• [What is required]:
Each line of the entries below that holds "shadow" is needed, copied in full.

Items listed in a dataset
━━━━━━━━━━

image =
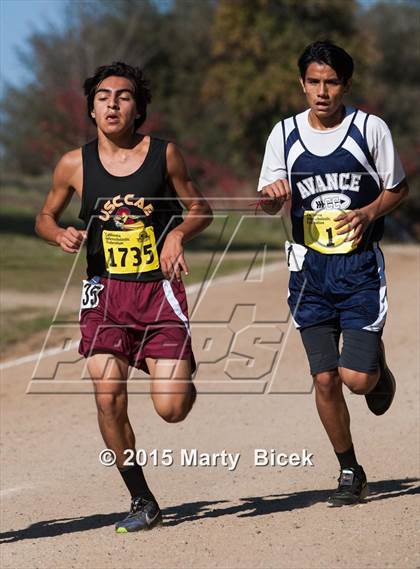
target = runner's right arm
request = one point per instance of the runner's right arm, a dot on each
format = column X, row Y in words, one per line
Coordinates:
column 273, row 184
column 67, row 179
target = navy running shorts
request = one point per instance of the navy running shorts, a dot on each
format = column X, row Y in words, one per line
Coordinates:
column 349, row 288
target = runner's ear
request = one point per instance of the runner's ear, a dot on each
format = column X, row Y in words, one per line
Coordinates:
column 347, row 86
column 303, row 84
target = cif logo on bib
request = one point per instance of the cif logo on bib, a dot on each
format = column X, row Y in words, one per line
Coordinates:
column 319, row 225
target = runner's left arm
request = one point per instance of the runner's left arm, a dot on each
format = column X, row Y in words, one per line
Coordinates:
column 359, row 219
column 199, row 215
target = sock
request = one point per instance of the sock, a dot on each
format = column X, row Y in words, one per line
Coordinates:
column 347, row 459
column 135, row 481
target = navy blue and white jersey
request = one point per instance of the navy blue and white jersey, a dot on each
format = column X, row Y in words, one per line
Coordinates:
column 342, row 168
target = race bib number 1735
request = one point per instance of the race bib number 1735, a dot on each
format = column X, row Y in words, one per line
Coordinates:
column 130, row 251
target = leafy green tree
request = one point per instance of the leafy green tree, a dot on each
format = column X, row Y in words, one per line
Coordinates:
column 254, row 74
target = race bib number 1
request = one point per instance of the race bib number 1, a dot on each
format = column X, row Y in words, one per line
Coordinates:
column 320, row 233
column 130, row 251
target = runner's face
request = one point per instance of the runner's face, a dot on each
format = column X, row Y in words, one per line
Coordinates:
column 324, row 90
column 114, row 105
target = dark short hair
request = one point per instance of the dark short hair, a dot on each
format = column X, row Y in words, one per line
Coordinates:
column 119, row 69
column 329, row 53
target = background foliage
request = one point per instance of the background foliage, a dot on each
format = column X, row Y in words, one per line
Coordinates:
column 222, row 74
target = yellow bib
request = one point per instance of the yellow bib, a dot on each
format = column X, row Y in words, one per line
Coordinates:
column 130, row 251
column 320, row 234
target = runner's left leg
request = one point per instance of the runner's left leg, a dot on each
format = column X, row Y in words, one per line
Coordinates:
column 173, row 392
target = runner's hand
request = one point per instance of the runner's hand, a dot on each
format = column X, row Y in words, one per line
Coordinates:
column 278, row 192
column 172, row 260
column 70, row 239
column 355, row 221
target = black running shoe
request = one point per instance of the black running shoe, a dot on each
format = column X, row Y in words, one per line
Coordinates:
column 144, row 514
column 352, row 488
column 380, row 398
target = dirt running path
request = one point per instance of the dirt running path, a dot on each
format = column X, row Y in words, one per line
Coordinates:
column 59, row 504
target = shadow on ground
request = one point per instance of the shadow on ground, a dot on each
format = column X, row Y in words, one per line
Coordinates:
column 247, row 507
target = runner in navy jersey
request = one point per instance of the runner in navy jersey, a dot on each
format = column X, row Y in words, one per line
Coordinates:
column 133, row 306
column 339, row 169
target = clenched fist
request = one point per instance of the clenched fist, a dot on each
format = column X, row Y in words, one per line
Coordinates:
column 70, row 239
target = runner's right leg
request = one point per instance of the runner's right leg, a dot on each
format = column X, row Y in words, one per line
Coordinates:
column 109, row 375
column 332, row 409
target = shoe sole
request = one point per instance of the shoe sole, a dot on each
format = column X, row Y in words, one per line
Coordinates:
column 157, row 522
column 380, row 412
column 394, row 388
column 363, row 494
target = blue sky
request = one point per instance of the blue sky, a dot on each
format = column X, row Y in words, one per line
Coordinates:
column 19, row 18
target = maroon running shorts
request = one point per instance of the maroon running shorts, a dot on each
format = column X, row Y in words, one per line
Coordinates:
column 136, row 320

━━━━━━━━━━

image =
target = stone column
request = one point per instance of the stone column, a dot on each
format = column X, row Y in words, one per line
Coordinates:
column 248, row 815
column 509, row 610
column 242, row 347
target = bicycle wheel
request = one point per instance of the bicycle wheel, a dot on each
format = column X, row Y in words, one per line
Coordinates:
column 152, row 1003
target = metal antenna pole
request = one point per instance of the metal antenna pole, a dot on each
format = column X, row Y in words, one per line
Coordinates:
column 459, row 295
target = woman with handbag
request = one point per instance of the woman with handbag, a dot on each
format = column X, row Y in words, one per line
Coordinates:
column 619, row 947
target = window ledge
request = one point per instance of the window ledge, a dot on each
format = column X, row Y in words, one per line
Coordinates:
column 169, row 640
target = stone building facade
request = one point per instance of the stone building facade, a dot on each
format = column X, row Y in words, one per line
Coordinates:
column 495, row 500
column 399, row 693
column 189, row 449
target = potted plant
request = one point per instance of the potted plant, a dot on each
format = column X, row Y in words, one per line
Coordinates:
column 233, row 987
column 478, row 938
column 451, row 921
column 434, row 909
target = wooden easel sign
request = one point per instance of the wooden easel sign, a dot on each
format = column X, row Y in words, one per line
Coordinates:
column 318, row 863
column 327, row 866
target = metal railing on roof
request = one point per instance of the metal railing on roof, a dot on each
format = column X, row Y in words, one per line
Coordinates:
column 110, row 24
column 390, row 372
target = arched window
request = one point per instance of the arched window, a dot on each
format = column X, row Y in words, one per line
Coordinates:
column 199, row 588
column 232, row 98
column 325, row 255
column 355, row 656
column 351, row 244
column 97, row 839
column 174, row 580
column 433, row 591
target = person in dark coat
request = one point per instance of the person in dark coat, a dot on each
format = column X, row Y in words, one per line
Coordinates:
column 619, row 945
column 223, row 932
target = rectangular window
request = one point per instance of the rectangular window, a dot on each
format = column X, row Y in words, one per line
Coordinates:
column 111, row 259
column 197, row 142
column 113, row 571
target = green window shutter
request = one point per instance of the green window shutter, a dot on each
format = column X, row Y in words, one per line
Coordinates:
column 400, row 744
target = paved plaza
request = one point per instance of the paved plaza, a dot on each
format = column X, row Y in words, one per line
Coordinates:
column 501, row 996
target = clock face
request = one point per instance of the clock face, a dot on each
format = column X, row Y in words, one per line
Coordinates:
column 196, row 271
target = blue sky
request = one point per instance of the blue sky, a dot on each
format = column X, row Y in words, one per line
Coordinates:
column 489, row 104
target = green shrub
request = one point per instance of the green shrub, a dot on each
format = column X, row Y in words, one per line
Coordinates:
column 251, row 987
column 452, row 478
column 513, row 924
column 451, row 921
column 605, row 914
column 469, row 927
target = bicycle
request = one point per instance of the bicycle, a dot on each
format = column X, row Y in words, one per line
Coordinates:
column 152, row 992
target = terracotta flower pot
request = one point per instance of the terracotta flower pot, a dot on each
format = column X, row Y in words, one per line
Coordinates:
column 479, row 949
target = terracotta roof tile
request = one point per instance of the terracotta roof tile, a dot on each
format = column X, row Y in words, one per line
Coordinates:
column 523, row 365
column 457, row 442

━━━━━━━━━━

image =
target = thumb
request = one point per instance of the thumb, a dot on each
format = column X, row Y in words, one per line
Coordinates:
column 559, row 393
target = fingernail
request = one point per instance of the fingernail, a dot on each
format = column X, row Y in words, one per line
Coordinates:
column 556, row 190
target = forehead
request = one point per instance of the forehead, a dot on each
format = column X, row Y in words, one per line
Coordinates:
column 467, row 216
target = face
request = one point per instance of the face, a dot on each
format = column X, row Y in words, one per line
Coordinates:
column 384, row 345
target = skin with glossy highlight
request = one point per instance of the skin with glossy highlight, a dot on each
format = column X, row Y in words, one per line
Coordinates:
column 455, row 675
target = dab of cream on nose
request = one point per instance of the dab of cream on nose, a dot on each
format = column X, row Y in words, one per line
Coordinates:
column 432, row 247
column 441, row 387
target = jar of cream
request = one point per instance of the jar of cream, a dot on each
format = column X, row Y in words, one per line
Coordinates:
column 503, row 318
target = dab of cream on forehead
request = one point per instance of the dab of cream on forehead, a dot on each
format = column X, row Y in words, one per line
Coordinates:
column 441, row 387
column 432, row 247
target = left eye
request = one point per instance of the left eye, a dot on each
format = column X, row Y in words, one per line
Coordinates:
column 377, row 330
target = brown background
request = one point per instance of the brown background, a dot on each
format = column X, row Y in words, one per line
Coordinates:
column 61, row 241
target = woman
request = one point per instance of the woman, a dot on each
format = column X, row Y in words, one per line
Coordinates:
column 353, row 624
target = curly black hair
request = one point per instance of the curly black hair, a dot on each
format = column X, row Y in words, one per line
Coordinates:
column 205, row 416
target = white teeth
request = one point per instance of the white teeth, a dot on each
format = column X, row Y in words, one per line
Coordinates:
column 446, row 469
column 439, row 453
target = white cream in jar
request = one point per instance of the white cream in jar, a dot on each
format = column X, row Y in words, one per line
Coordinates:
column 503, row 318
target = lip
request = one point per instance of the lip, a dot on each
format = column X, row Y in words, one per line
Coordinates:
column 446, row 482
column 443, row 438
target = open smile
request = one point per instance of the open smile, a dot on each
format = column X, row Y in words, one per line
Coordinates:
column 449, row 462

━━━━━━━━━━

• [Answer space]:
target = shadow on ground
request = one point per instance of the shadow on ground, a dot on each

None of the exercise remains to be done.